▶ _TASK GOAL_: Locate every line in the listing below that contains the word "quonset", and copy each such line in full.

▶ _DATA EXTRACT_:
-=-=-

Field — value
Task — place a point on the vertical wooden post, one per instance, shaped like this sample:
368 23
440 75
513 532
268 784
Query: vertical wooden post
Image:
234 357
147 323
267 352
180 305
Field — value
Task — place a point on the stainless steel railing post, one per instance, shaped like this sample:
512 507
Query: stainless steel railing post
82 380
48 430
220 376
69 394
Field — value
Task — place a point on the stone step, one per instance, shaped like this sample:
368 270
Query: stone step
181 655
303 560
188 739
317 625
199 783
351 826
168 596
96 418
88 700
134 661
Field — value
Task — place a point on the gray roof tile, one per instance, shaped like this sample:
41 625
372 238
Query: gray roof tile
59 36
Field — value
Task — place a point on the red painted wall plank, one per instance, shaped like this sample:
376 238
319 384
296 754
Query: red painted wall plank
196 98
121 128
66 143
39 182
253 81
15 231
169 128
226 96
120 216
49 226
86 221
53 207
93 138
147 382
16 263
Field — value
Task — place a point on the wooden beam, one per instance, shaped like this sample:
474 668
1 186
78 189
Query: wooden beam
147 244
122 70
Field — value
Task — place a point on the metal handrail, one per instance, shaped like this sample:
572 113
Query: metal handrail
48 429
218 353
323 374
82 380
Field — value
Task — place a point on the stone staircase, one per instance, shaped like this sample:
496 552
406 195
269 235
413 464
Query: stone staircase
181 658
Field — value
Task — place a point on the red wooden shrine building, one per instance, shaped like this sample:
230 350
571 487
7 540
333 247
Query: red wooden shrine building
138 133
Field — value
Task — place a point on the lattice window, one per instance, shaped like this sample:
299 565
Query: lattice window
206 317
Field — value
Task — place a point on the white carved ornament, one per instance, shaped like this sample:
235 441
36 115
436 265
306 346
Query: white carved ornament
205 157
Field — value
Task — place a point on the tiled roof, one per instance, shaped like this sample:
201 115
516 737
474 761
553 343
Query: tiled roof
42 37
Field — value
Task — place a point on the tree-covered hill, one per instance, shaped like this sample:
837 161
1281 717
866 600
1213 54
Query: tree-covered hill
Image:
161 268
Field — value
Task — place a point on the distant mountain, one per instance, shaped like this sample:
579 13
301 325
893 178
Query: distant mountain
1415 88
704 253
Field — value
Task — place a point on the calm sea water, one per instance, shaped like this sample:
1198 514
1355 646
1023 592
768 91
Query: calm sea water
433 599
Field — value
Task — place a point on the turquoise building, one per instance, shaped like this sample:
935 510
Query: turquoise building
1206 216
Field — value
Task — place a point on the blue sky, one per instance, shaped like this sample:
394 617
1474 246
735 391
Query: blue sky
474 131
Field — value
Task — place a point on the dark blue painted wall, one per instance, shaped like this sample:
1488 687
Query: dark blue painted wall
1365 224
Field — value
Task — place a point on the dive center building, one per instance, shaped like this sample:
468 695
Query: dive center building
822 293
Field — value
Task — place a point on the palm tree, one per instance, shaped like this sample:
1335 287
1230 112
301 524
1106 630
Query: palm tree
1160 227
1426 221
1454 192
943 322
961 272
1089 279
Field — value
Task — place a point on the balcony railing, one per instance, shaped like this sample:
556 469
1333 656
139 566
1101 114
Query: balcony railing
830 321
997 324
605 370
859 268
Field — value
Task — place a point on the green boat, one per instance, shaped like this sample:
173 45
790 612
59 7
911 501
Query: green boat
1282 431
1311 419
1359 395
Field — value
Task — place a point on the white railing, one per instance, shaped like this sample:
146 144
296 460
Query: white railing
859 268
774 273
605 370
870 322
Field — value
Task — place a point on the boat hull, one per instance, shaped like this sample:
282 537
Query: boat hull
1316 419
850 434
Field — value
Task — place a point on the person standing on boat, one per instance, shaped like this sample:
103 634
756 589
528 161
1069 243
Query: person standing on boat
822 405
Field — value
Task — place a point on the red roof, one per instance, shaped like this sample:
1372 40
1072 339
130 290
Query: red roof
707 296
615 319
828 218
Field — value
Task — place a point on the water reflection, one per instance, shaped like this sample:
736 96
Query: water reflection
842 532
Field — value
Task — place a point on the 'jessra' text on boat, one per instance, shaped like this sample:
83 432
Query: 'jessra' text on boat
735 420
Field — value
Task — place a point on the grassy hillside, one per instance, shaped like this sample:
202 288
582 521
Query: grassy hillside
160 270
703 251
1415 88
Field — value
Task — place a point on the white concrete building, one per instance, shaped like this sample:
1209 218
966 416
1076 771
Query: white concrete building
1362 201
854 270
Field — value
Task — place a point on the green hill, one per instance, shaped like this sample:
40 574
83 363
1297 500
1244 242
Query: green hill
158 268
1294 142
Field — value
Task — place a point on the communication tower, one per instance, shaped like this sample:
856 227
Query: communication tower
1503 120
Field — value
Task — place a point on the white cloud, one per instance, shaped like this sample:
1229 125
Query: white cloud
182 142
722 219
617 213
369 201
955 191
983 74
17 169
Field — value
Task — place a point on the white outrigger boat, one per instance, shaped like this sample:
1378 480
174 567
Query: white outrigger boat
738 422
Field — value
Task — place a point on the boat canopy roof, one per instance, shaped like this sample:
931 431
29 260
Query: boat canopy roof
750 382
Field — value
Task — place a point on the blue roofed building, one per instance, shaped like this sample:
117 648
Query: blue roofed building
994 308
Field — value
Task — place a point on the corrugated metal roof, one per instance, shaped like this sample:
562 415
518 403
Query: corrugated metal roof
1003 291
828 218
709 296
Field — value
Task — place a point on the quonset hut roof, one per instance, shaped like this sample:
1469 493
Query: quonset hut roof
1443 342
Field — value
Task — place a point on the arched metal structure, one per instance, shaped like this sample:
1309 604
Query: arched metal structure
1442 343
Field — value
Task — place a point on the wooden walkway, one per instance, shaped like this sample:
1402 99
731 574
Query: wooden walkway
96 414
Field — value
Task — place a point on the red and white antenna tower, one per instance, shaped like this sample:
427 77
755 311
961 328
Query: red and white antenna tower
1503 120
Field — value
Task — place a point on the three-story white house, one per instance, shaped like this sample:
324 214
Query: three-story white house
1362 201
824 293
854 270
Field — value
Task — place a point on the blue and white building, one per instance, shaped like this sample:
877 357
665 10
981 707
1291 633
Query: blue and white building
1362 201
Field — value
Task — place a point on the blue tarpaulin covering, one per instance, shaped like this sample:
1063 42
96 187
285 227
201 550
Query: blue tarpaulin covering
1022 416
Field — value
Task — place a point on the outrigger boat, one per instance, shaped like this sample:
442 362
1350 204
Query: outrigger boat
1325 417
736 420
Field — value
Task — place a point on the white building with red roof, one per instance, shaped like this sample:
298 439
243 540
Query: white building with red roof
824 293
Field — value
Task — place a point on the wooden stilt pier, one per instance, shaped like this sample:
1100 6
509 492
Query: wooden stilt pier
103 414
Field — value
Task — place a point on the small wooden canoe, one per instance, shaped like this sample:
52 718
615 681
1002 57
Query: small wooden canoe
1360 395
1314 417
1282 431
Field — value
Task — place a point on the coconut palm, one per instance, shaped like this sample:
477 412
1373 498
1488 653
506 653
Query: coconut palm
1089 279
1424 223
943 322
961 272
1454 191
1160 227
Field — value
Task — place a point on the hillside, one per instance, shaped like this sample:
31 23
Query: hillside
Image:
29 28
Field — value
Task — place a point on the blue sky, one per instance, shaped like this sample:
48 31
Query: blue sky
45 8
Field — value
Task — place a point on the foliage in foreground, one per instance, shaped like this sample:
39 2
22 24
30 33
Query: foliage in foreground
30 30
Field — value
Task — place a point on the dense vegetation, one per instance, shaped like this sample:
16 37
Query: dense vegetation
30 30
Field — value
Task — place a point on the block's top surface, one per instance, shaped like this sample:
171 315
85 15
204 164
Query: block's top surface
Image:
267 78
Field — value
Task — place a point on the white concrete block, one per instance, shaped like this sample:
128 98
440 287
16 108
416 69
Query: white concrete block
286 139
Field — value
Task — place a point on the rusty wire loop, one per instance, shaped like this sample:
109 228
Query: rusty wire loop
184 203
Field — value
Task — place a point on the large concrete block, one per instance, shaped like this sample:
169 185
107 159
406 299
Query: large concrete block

-=-=-

▶ _SOLUTION FOR THIS TASK_:
Task — place a point on the quonset hut roof, one per instance, shaped like this sample:
Query: quonset hut roof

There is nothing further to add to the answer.